The executable code may be stored either in read only memory 1106, on the hard disk 1110 or on a removable digital medium for example such as a disk. According to a variant, the executable code of the programs can be received by means of a communication network, via the network interface 1112, in order to be stored in one of the storage means of the communication device 1100, such as the hard disk 1110, before being executed.
The central processing unit 1104 is adapted to control and direct the execution of the instructions or portions of software code of the program or programs according to embodiments of the disclosure, which instructions are stored in one of the aforementioned storage means. After powering on, the CPU 1104 is capable of executing instructions from main RAM memory 1108 relating to a software application after those instructions have been loaded from the program ROM 1106 or the hard-disc (HD) 1110 for example. Such a software application, when executed by the CPU 1104, causes the steps of the flowcharts shown in the previous figures to be performed.
In this embodiment, the apparatus is a programmable apparatus which uses software to implement the method of the disclosure. However, alternatively, the method of the present disclosure may be implemented in hardware (for example, in the form of an Application Specific Integrated Circuit or ASIC).
Although the present disclosure has been described hereinabove with reference to specific embodiments, the present disclosure is not limited to the specific embodiments, and modifications will be apparent to a person skilled in the art which lie within the scope of the present disclosure. Many further modifications and variations will suggest themselves to those versed in the art upon making reference to the foregoing illustrative embodiments, which are given by way of example only and which are not intended to limit the scope of the disclosure, that being determined solely by the appended claims. In particular the different features from different embodiments may be interchanged, where appropriate.
In the claims, the word “comprising” does not exclude other elements or steps, and the indefinite article “a” or “an” does not exclude a plurality. The mere fact that different features are recited in mutually different dependent claims does not indicate that a combination of these features cannot be advantageously used.

- TO BE DONE:
(a) From the patent passage, print the part that begins with the words "The central processing" and ends with "to be performed.".
(b) According to the patent passage, in what form may the method be implemented in hardware?

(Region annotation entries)
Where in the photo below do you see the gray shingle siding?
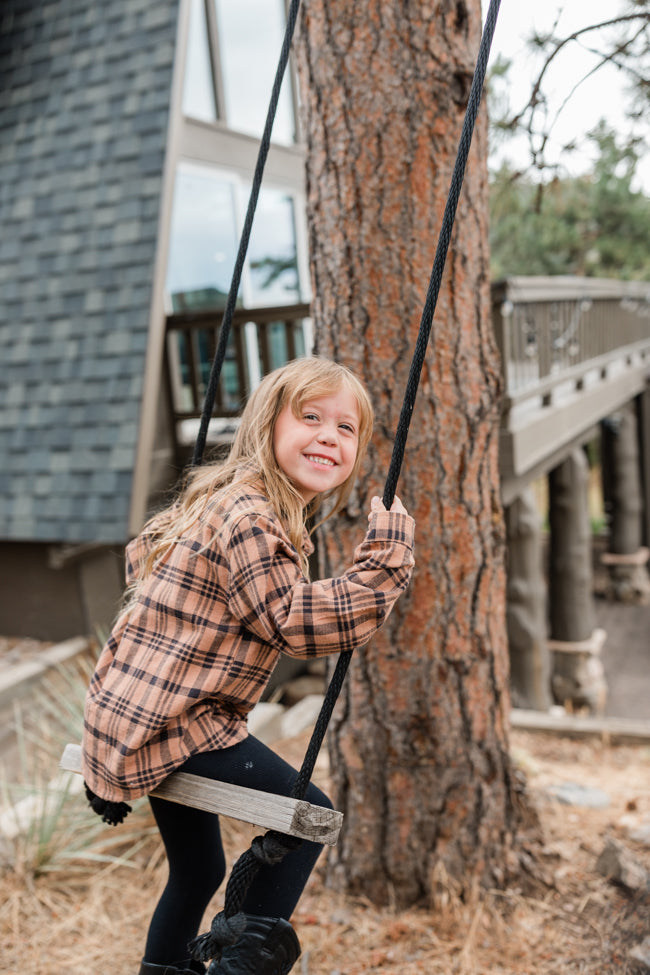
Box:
[0,0,178,543]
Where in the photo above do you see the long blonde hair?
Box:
[126,356,373,609]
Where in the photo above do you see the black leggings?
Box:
[144,735,332,965]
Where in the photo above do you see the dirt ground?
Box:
[0,732,650,975]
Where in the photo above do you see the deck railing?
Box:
[492,277,650,412]
[166,277,650,476]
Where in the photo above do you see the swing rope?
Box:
[190,0,501,961]
[192,0,300,466]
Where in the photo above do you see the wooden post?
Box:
[549,449,607,712]
[505,487,550,711]
[601,403,650,602]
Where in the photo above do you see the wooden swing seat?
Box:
[59,744,343,846]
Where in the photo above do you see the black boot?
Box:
[210,914,300,975]
[138,959,205,975]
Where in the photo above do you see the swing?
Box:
[60,0,500,961]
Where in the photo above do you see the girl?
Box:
[83,357,413,975]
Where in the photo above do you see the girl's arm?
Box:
[228,499,414,657]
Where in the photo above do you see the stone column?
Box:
[505,488,550,711]
[601,403,650,602]
[548,449,607,713]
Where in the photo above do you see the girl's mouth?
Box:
[305,454,336,467]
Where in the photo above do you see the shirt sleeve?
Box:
[228,512,414,657]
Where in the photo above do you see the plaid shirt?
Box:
[82,491,414,801]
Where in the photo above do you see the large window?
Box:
[166,162,311,416]
[167,164,239,311]
[215,0,295,144]
[183,0,296,145]
[183,0,217,122]
[167,163,300,311]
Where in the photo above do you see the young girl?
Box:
[83,357,413,975]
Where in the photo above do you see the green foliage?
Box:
[0,660,156,877]
[490,122,650,281]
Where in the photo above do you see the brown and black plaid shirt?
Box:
[83,492,414,801]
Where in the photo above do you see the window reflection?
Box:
[248,189,300,305]
[183,0,217,122]
[215,0,295,145]
[167,165,239,311]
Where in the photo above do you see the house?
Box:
[0,0,310,640]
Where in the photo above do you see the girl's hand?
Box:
[368,495,408,521]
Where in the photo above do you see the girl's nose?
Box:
[318,426,336,443]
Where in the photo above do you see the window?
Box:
[167,164,239,311]
[247,188,300,304]
[167,163,300,311]
[214,0,295,145]
[183,0,217,122]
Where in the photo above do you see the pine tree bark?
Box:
[297,0,518,906]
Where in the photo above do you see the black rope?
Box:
[190,0,501,961]
[192,0,300,466]
[292,0,501,799]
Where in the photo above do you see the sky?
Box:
[483,0,650,193]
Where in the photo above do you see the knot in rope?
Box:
[251,830,302,867]
[84,782,131,826]
[189,911,246,962]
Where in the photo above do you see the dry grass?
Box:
[0,733,650,975]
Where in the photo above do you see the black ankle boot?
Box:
[138,960,205,975]
[209,914,300,975]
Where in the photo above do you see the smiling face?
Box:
[273,387,359,504]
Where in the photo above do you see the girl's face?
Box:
[273,387,359,504]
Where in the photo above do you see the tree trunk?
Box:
[297,0,532,906]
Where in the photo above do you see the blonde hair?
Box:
[126,356,373,610]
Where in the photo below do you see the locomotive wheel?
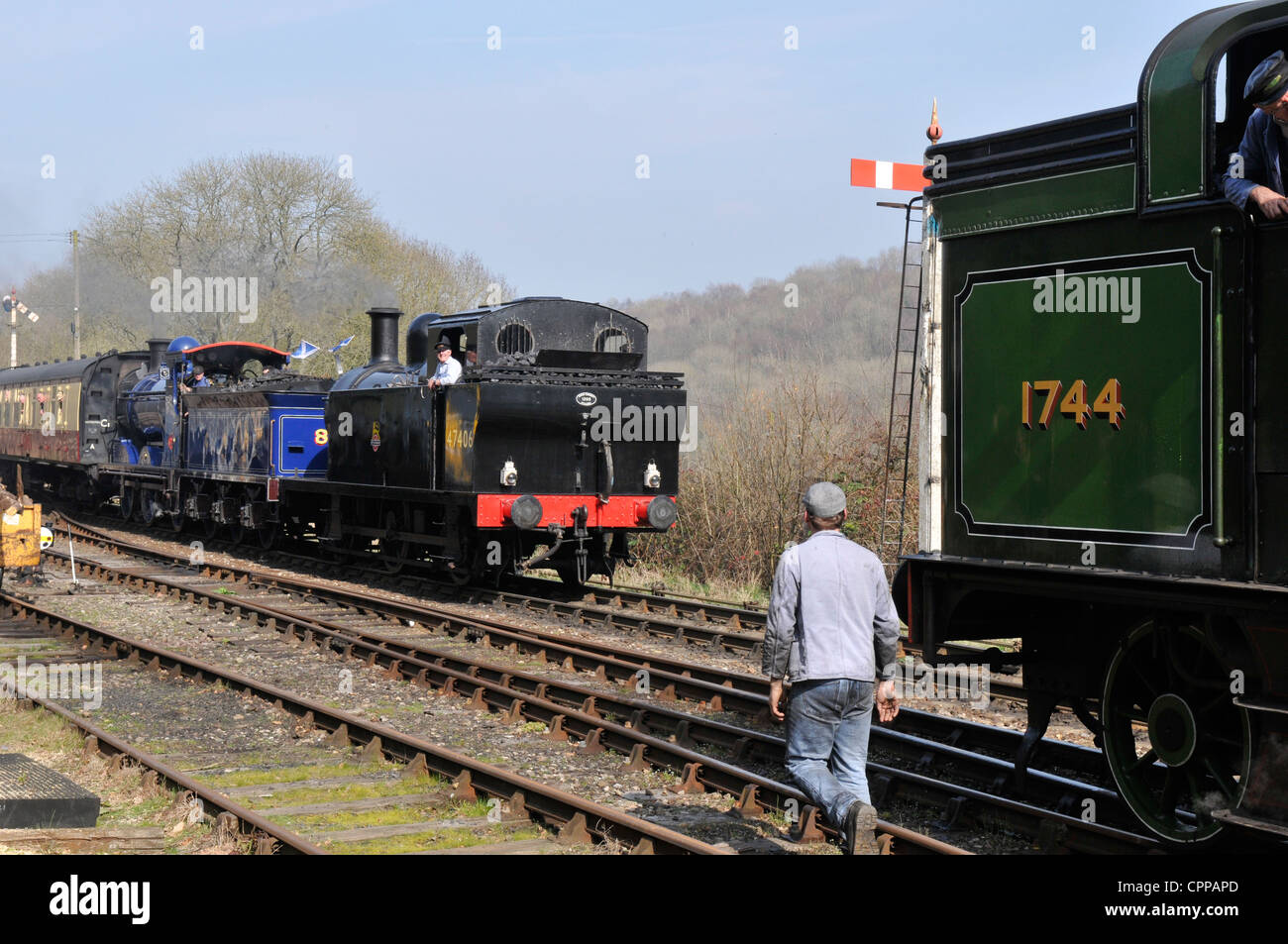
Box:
[1100,619,1252,847]
[380,511,411,574]
[555,563,587,589]
[246,486,282,551]
[134,488,161,528]
[219,485,246,544]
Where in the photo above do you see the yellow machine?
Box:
[0,505,40,572]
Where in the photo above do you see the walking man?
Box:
[763,481,899,855]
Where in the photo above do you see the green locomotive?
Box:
[896,3,1288,846]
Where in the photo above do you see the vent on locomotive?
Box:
[496,323,532,355]
[595,327,631,355]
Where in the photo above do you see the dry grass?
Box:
[636,368,917,589]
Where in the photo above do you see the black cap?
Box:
[1243,49,1288,108]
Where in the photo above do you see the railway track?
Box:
[35,515,1179,851]
[0,593,721,854]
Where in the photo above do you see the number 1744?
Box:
[1020,377,1127,429]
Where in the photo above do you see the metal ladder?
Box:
[877,196,923,578]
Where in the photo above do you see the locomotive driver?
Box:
[429,338,461,390]
[1221,52,1288,220]
[763,481,899,855]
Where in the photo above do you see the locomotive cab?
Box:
[327,297,687,582]
[896,3,1288,846]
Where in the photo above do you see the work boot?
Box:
[842,799,881,855]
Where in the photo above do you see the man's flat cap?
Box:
[805,481,845,518]
[1243,49,1288,108]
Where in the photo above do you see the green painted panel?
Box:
[1145,34,1205,202]
[957,254,1207,542]
[935,163,1136,240]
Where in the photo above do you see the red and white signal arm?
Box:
[850,157,930,193]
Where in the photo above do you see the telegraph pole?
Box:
[72,229,80,361]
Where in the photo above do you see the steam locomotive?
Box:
[894,3,1288,847]
[0,297,690,583]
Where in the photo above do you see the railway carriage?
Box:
[0,297,688,583]
[0,351,149,498]
[896,3,1288,846]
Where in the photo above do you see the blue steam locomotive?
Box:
[0,297,690,583]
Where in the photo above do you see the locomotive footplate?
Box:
[572,505,590,583]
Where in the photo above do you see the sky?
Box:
[0,0,1216,301]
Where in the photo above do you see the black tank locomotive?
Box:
[312,297,688,582]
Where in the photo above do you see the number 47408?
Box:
[1020,377,1127,429]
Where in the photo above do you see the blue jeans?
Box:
[787,679,876,827]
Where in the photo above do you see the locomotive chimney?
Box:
[149,338,170,373]
[368,308,402,367]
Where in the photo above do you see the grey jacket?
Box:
[763,531,899,682]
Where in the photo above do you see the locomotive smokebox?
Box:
[149,338,170,373]
[368,308,402,367]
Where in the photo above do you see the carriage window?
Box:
[496,325,532,355]
[1212,55,1231,125]
[595,327,630,355]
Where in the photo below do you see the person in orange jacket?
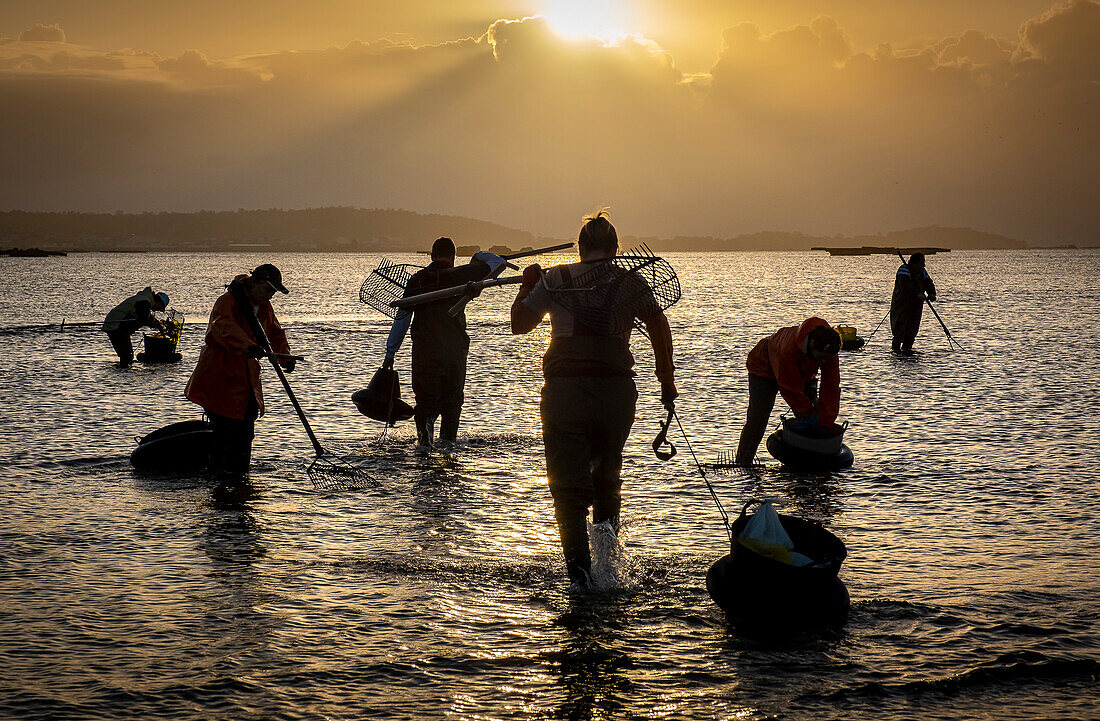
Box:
[184,263,295,474]
[734,317,840,466]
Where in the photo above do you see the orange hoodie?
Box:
[184,275,290,418]
[745,317,840,426]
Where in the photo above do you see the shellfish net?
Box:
[359,258,422,318]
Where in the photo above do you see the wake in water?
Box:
[589,521,638,592]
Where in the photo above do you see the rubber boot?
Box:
[416,415,436,452]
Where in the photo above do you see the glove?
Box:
[519,263,542,291]
[661,383,680,411]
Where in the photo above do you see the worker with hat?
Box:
[382,237,506,452]
[102,286,168,368]
[734,317,840,466]
[184,263,295,477]
[890,253,936,356]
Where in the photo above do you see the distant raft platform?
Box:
[0,248,68,258]
[810,245,952,255]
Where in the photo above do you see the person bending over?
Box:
[102,286,168,368]
[184,263,295,477]
[734,317,840,466]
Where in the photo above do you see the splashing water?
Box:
[589,521,636,591]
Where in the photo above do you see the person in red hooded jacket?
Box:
[184,263,295,476]
[734,317,840,466]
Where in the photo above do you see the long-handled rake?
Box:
[359,243,573,318]
[229,283,377,490]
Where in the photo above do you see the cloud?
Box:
[0,0,1100,242]
[1018,0,1100,80]
[19,23,65,43]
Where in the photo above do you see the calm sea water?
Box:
[0,250,1100,720]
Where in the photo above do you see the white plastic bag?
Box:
[737,501,794,566]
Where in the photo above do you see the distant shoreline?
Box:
[0,207,1086,254]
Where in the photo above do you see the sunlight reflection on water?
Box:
[0,251,1100,719]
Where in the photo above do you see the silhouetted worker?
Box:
[512,211,678,588]
[102,286,168,368]
[890,253,936,356]
[382,238,506,451]
[184,263,295,476]
[734,317,840,466]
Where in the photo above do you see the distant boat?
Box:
[810,245,952,255]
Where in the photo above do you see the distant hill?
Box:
[0,207,1027,252]
[622,226,1027,251]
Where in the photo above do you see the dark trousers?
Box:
[540,378,638,581]
[207,398,260,476]
[413,357,466,446]
[734,373,817,466]
[107,323,140,365]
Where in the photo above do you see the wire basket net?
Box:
[359,258,422,318]
[550,245,681,336]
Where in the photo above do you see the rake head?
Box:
[703,450,765,476]
[306,454,378,491]
[359,258,421,318]
[551,244,681,336]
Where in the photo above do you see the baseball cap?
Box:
[252,263,289,293]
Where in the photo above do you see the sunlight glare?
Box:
[542,0,628,40]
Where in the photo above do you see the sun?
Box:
[541,0,629,40]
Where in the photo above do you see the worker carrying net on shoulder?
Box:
[540,244,681,336]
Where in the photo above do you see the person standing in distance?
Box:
[512,211,678,588]
[184,263,295,477]
[890,253,936,356]
[382,238,506,452]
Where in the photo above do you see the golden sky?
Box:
[0,0,1100,242]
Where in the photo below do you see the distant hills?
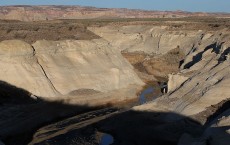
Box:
[0,5,230,21]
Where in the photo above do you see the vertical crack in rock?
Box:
[157,35,162,52]
[32,46,61,94]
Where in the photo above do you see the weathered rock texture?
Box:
[0,39,143,97]
[131,29,230,144]
[0,6,229,21]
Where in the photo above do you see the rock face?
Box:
[134,27,230,145]
[89,25,202,54]
[0,6,229,21]
[0,40,143,97]
[168,74,188,92]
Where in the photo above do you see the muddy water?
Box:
[100,133,114,145]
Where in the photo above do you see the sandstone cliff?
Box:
[0,39,143,98]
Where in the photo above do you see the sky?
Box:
[0,0,230,13]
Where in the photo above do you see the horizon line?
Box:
[0,4,230,14]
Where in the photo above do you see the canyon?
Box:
[0,7,230,145]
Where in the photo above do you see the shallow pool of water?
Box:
[100,133,114,145]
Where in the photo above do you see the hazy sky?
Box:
[0,0,230,12]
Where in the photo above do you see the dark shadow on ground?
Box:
[0,82,228,145]
[0,81,102,145]
[184,43,223,69]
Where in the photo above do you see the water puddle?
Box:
[100,133,114,145]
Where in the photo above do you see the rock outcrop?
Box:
[0,39,143,98]
[131,26,230,145]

- TASK RESULTS:
(a)
The central processing unit 1104 is adapted to control and direct the execution of the instructions or portions of software code of the program or programs according to embodiments of the disclosure, which instructions are stored in one of the aforementioned storage means. After powering on, the CPU 1104 is capable of executing instructions from main RAM memory 1108 relating to a software application after those instructions have been loaded from the program ROM 1106 or the hard-disc (HD) 1110 for example. Such a software application, when executed by the CPU 1104, causes the steps of the flowcharts shown in the previous figures to be performed.

(b) In the form of an Application Specific Integrated Circuit (ASIC).